▸ **Data listing**:
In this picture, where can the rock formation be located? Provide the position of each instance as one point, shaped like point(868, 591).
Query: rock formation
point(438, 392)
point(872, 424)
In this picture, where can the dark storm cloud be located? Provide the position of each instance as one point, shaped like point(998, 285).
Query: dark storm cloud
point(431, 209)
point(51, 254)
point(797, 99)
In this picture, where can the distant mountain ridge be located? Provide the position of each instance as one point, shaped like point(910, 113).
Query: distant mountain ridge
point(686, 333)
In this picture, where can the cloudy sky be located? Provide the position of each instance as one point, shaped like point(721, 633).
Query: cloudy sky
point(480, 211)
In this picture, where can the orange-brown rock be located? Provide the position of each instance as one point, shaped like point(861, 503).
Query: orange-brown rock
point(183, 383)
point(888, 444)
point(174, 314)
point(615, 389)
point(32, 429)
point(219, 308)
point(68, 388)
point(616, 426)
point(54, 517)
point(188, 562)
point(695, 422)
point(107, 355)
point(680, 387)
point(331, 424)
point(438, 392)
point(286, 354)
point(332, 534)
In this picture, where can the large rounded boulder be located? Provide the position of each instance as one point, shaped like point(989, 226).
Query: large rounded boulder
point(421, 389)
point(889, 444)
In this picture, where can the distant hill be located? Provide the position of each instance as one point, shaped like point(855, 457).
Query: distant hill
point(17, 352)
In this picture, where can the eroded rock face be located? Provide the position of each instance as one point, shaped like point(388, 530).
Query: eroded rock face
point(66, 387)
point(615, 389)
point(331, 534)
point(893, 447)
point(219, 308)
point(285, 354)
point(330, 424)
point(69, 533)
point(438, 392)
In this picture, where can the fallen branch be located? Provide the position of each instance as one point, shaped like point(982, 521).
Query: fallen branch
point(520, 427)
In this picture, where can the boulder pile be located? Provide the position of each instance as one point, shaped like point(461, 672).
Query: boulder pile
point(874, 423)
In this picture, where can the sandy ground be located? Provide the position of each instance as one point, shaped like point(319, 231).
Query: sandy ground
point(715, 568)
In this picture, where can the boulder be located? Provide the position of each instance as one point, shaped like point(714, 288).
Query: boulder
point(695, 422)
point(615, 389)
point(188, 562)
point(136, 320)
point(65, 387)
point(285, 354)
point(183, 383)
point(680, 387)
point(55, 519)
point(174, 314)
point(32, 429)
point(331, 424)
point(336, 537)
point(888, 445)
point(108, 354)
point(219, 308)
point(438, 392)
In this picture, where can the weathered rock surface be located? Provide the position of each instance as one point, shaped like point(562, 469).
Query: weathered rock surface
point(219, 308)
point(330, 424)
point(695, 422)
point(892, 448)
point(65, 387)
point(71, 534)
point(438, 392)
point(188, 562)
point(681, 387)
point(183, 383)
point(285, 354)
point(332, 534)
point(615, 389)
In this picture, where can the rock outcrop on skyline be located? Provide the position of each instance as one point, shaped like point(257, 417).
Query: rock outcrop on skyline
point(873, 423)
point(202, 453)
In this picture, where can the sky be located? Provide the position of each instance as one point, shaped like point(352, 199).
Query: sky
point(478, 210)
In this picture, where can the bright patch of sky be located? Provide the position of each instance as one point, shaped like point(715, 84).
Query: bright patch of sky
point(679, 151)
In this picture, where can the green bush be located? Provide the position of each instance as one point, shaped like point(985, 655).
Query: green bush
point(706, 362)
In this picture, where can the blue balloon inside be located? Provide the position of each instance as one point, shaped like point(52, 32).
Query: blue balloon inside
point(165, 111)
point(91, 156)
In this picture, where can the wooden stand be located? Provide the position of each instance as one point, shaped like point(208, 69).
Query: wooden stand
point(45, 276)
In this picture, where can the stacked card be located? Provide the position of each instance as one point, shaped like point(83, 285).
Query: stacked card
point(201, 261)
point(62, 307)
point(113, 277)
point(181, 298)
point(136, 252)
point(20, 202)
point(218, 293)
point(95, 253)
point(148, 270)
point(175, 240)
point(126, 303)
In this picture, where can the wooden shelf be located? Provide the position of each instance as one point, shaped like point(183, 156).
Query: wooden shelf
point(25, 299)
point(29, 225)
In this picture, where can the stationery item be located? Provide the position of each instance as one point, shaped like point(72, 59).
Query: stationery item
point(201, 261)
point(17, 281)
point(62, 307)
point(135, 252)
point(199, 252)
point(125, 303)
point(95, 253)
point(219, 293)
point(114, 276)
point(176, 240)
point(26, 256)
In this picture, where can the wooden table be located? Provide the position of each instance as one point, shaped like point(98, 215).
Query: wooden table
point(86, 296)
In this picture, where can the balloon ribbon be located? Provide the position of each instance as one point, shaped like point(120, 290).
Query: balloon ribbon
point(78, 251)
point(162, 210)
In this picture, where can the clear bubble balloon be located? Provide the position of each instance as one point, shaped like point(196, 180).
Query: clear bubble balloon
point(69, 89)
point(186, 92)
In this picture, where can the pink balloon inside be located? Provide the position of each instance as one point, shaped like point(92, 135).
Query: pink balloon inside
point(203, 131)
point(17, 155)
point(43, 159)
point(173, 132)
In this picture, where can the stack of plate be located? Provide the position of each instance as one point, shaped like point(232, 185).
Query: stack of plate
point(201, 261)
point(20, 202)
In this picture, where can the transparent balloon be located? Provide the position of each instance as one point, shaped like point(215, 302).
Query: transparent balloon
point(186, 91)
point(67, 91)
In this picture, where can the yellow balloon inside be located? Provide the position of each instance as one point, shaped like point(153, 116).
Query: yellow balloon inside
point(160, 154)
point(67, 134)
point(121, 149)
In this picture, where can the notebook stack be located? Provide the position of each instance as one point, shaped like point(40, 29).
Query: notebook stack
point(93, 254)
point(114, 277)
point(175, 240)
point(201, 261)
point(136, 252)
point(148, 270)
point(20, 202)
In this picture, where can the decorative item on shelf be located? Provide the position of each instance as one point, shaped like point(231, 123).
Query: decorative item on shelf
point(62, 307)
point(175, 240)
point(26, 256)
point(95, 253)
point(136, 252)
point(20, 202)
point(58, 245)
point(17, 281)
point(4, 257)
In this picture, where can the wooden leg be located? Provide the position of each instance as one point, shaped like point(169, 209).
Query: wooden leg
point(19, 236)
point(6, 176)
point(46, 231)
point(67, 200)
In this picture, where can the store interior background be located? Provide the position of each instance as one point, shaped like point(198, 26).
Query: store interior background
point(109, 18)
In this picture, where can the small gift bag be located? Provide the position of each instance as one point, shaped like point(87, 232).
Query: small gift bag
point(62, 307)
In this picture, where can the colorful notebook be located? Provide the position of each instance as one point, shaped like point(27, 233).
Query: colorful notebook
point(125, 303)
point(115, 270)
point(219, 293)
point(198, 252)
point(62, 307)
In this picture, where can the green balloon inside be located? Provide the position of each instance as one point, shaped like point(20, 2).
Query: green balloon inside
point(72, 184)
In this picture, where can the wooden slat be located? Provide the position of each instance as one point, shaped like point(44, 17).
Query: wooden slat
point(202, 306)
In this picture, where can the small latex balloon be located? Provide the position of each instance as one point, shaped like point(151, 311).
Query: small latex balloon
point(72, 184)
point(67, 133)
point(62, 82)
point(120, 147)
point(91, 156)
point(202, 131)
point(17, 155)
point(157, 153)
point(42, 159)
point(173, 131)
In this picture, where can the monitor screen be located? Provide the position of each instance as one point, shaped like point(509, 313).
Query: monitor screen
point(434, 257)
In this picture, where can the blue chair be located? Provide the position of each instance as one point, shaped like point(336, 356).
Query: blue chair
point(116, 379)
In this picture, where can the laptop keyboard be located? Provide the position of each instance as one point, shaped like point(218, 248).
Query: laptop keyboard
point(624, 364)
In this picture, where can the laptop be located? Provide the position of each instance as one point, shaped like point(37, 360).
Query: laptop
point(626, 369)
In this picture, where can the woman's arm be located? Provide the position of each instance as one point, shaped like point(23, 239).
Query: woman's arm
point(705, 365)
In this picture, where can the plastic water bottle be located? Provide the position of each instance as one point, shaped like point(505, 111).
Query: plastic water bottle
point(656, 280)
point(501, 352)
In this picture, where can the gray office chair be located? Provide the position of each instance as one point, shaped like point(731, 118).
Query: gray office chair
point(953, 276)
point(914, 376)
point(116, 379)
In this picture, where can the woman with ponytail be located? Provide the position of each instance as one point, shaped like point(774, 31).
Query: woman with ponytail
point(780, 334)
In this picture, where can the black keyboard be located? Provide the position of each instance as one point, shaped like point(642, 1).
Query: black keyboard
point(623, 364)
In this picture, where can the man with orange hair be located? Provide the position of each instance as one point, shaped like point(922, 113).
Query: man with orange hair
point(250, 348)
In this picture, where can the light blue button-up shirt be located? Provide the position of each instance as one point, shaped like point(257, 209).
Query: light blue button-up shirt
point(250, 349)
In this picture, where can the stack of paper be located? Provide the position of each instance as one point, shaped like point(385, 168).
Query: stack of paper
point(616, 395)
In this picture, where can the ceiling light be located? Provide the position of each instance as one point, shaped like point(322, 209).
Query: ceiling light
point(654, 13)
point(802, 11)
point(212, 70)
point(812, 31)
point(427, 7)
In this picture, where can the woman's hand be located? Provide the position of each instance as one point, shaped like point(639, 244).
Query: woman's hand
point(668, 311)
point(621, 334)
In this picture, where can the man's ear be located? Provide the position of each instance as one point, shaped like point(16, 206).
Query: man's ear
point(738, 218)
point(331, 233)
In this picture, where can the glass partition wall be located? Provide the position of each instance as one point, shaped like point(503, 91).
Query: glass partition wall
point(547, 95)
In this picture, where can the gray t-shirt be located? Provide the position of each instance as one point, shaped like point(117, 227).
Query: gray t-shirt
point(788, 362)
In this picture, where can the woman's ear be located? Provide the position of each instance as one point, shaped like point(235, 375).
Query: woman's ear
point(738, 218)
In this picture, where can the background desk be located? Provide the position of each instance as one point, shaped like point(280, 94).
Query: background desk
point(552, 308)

▸ **Work required**: In the listing above, find the line containing "Query: green bush" and the line containing "In this picture, where can the stacked". Output them and every line between, exactly, and nothing else.

▸ **Your solution**:
Query: green bush
point(706, 362)
In this picture, where can the blue balloon inside be located? Provide the position of each instance as one point, shaped like point(52, 32).
Query: blue balloon inside
point(165, 111)
point(91, 156)
In this picture, where can the wooden stand be located? Provide the position of each instance as one point, shaped like point(208, 69).
Query: wooden stand
point(45, 276)
In this picture, where can the stacked card be located? Provide the position of each instance as one point, shaped like point(83, 285).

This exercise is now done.